• TASK REQUIREMENTS: In the article on the Parnell brothers' appeals, rewrite the paragraph that begins "The three-judge panel" as one shorter sentence that keeps its main facts.

• DOCUMENT TEXT:
★ ★ ★ ★
The three-judge panel that heard oral arguments in the habeas corpus appeals of Peanut Corporation of America’s Stewart and Michael Parnell took 320 days to write a 43-page opinion, leaving the brothers in federal prison to serve out their sentences.
The brothers were sentenced after being found guilty in a case involving an outbreak related to their peanut products that sickened more than 700 and killed several people.
The U.S. Court of Appeals for the Eleventh Circuit heard the Parnell brothers’ consolidated appeal on issues involving their claims of ineffective assistance of counsel arising from the decision not to seek a change of venue based on a presumption of jury prejudice because of pretrial publicity and community hostility.
The habeas corpus petitions filed six years ago by the Parnells as Motions under 2255 for federal prisoners are both denied with the decision published Aug. 11 and written by Circuit Judge Ed Carnes. It upholds the U.S. District Court denials issued by Judge W. Louis Sands in the Middle District of Georgia. Sands was also the original trial judge who presided over the federal felony case from 2013 to 2015,
“There was enough evidence at their trial to prove beyond a reasonable doubt that Stewart and Michael Parnell knowingly distributed untested peanut products with fraudulent Certificates of Analysis, and they failed to inform customers when they later discovered those lots had tested positive for bacteria,” Carnes wrote.
★ ★ ★ ★
• DATA TO EXAMINE:
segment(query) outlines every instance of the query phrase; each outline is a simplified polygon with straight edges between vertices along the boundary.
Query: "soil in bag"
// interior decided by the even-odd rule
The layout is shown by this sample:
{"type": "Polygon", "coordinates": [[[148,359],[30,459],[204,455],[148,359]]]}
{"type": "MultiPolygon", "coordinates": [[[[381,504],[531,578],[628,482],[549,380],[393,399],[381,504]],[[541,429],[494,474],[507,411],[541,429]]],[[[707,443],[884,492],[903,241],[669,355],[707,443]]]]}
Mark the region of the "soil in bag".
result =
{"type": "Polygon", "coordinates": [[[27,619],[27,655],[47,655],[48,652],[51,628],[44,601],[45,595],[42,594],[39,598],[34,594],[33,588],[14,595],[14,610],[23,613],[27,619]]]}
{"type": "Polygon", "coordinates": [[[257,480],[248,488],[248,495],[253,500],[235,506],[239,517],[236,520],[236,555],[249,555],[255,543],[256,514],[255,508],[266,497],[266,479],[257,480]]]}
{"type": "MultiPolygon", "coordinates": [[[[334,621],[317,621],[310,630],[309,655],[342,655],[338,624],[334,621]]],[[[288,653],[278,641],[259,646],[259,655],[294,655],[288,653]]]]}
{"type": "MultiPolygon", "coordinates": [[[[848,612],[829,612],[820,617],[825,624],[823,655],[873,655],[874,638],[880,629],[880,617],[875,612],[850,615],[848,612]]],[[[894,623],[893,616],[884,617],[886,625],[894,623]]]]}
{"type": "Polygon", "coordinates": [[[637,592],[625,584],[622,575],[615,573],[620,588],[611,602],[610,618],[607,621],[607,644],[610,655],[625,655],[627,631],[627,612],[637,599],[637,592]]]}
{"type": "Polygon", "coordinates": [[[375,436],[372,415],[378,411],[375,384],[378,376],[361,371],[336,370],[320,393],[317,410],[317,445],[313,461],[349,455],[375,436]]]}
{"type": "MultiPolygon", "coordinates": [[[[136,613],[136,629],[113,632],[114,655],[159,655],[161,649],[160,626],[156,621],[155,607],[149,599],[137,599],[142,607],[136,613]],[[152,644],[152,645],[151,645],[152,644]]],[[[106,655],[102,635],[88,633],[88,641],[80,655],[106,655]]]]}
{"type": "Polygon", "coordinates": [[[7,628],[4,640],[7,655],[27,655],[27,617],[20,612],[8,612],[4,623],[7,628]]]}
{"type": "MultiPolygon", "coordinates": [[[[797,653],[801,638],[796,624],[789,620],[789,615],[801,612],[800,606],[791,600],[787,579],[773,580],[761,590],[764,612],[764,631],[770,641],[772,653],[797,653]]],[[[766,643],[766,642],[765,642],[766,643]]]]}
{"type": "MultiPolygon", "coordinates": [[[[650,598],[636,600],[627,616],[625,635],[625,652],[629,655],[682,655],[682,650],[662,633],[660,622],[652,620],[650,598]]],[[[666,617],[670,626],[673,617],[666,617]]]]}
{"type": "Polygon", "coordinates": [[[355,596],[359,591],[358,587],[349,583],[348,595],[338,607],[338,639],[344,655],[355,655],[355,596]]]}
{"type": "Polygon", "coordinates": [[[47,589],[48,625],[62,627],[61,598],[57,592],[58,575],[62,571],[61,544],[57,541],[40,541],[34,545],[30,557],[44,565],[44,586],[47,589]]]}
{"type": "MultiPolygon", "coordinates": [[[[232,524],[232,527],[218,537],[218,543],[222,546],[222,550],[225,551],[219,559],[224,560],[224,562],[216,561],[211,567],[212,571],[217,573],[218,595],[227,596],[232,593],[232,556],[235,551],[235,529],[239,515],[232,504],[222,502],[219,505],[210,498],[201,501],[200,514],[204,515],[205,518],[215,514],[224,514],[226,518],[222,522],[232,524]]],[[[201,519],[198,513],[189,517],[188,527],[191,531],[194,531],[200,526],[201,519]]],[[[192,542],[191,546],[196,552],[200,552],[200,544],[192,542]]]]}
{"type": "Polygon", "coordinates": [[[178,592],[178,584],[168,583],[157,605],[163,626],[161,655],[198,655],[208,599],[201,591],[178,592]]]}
★ ★ ★ ★
• EXERCISE OUTPUT: A three-judge panel took 320 days to issue a 43-page opinion on the habeas corpus appeals of Peanut Corporation of America's Stewart and Michael Parnell, leaving both brothers in federal prison to serve out their sentences.